*DOCUMENT EXTRACT*
# # # #

The idea of seeing refugees as victims or invaders strongly influences discourse in Germany. The social scientist Heidrun Friese has researched the phenomenon.
Mrs Friese, you travelled to Lima, Peru, in May 2017 at the invitation of the Goethe-Institut to exchange experiences with international experts about migration, migratory movements and hospitality. What can Germany learn from other countries?
The social scientist Heidrun Friese conducts research on hospitality and social imagination | Photo: © Heidrun Friese/privat
Germany and Europe always feel themselves so much at the centre of globalization and the so-called refugee crisis. But when we see how many people around the world are on the move, and what a negligible portion of them Europe receives, the European Union must significantly qualify its self-perception. In 2011 Tunisia accepted hundreds of thousands of refugees from Libya and is still much more relaxed about this than we are. Most of those on the move remain anyway in their respective region. At present, Pakistan accepts the largest percentage of people. Jordan, the inland migrations in Latin America – compared with these, the problems that Europe thinks it has are downright piddling. We live today in a trans-national world.
People have always been on the move and sought a better future elsewhere – right?

# # # #

*DATA EXTRACT*

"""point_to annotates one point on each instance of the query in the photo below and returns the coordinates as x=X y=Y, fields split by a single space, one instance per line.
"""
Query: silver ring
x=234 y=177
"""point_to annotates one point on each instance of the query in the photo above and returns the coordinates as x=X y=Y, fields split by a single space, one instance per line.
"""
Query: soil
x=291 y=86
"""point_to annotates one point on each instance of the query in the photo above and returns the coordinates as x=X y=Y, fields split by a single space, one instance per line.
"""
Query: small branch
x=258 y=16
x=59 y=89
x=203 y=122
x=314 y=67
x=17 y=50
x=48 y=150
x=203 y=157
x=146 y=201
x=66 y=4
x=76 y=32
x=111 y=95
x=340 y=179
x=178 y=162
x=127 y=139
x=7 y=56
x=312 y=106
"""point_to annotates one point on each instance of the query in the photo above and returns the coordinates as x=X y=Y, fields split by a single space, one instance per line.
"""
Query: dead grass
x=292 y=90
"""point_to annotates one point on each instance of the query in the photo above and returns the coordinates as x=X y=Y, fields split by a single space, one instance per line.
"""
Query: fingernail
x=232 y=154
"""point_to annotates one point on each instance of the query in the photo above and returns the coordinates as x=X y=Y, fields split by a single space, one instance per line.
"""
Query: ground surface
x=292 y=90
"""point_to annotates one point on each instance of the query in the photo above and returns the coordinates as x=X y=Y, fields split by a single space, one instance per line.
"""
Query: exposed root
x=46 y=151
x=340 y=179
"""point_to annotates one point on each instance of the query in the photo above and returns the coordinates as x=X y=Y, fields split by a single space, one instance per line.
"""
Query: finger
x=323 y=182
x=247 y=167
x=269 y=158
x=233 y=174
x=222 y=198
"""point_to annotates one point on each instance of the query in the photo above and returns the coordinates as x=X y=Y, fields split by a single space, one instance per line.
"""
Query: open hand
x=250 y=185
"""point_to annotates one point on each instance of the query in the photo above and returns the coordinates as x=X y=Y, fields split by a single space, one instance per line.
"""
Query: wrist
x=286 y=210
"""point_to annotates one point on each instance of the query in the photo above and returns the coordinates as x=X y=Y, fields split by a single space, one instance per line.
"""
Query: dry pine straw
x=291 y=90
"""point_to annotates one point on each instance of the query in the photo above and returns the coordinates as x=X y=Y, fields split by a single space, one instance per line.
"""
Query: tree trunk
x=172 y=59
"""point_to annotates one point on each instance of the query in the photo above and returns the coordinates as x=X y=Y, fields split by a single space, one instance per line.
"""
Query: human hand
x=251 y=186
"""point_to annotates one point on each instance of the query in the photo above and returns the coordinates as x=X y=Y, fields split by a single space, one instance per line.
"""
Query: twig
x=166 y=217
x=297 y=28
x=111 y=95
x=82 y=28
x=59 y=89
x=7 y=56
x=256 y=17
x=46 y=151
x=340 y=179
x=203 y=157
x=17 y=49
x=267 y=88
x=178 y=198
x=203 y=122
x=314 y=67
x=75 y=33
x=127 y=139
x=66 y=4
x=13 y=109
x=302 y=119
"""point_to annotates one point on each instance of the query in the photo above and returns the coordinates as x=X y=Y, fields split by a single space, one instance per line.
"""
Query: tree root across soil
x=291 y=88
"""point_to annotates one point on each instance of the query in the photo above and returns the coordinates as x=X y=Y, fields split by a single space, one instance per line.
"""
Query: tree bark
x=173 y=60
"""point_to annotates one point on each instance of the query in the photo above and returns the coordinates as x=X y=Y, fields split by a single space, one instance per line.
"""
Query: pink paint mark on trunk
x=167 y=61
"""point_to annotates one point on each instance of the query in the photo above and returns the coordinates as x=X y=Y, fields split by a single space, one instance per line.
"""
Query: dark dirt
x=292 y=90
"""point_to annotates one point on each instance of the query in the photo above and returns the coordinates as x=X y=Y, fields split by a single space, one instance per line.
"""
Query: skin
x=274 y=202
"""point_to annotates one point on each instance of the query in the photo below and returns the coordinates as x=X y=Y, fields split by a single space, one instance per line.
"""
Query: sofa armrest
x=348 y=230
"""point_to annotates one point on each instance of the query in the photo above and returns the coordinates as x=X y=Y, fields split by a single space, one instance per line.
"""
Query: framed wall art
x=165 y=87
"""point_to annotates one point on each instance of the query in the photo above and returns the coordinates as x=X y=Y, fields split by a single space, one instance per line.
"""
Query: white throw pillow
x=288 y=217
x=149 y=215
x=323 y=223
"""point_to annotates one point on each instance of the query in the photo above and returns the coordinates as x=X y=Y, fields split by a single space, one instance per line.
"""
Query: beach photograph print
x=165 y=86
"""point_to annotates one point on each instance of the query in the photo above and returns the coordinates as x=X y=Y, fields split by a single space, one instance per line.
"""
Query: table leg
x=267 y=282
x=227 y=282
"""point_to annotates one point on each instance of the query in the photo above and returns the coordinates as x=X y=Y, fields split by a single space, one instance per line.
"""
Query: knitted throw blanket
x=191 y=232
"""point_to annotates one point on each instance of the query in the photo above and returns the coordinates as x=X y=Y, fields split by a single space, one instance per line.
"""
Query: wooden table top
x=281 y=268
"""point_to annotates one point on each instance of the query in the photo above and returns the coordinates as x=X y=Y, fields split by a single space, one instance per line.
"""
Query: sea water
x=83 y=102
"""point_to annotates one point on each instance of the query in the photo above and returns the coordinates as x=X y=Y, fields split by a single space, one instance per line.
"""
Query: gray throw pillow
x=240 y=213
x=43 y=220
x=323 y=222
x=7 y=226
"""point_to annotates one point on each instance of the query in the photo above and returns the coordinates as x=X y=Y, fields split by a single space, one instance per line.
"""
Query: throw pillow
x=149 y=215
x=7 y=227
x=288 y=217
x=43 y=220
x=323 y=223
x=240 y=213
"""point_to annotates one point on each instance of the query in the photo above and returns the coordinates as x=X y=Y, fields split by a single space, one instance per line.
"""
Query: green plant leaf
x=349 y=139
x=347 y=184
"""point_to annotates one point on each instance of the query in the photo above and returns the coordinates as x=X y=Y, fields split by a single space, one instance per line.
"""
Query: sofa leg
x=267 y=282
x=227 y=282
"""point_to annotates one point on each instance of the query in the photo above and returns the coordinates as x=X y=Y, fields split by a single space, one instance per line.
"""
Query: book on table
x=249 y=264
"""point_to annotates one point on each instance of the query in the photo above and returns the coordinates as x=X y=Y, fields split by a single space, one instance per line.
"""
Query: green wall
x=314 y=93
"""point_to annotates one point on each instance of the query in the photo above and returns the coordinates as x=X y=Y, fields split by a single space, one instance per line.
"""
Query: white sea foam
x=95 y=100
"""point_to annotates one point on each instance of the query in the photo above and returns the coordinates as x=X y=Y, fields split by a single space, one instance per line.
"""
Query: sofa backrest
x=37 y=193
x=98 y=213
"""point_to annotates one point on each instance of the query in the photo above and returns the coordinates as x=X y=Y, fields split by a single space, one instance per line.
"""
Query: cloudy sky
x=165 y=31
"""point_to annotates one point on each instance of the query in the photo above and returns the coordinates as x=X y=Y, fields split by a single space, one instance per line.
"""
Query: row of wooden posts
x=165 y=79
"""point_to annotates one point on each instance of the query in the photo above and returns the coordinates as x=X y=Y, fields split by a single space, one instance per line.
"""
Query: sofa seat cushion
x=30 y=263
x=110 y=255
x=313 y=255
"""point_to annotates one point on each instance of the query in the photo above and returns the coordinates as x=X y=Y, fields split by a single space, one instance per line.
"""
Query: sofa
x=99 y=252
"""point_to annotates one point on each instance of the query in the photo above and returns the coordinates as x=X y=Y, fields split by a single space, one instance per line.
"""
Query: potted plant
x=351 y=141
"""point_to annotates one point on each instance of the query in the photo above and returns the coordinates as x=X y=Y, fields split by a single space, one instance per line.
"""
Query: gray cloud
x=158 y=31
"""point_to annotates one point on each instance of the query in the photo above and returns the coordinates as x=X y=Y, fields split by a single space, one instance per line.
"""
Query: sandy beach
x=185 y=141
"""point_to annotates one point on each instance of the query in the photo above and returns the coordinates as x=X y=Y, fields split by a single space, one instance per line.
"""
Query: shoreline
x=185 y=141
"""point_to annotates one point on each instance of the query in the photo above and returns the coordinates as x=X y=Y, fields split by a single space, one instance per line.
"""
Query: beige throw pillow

# # # #

*WHAT IS NEEDED*
Please resume the interview with Heidrun Friese on refugees and hospitality, starting right after its final question.

*SOLVED EXERCISE*
Yes, of course. We can’t even conceive of society without movement. To think that countries can barricade themselves against others, set upper limits for refugees and put up walls is absurd. If people want to move, there’s nothing that can stop them.
Is that a plea for opening all borders?
We scientists aren’t politicians. Our task is to warn and take a critical position. This applies, for instance, to a different European and international mobility policy. It’s a big myth that the entire African continent is sitting on packed suitcases. I like to recall the year that the Berlin Wall fell, 1989, when it was said that the whole Soviet Union was sitting on packed suitcases. And then after the collapse of the Soviet Union not so many people came over. But without freedom of travel there develops a kind of steam cooker, or East German phenomenon: myths and legends arise, the grass is always greener on the other side.
“People want to be free.”
How can Europe counteract this?
We Europeans so like to invoke our Judeo-Christian-European values. Perhaps we should first realize that, in the Bible, hospitality is third amongst the works of mercy. What is meant is an unrestricted hospitality, not bound up with questions like “Where do you come from and what use are you to me?” And which doesn’t imply that the guest should please leave again. The Arab Spring showed it’s not enough to have enough to eat. People want to be free and not disappear into prisons. Instead of investing billions in developmental aid, we should strengthen civil society in Tunisia, Libya and Egypt, and support democratization.
In your book Flüchtlinge: Opfer – Bedrohung – Helden [Refugees: Victims – Threat – Heroes], you investigate how refugees are perceived in society. What approach do you choose to use?
My book is about “social imagination”, that is, how we imagine something without really thinking about it. In every introductory course on inter-cultural communication, I ask my students about their ideas of the Orient. Then comes the magic carpet, the 1001 Nights, Ali Baba; always the same images with which we first make others into the others. And these don’t correspond to the pictures I then show them of men driving SUVs and using smartphones.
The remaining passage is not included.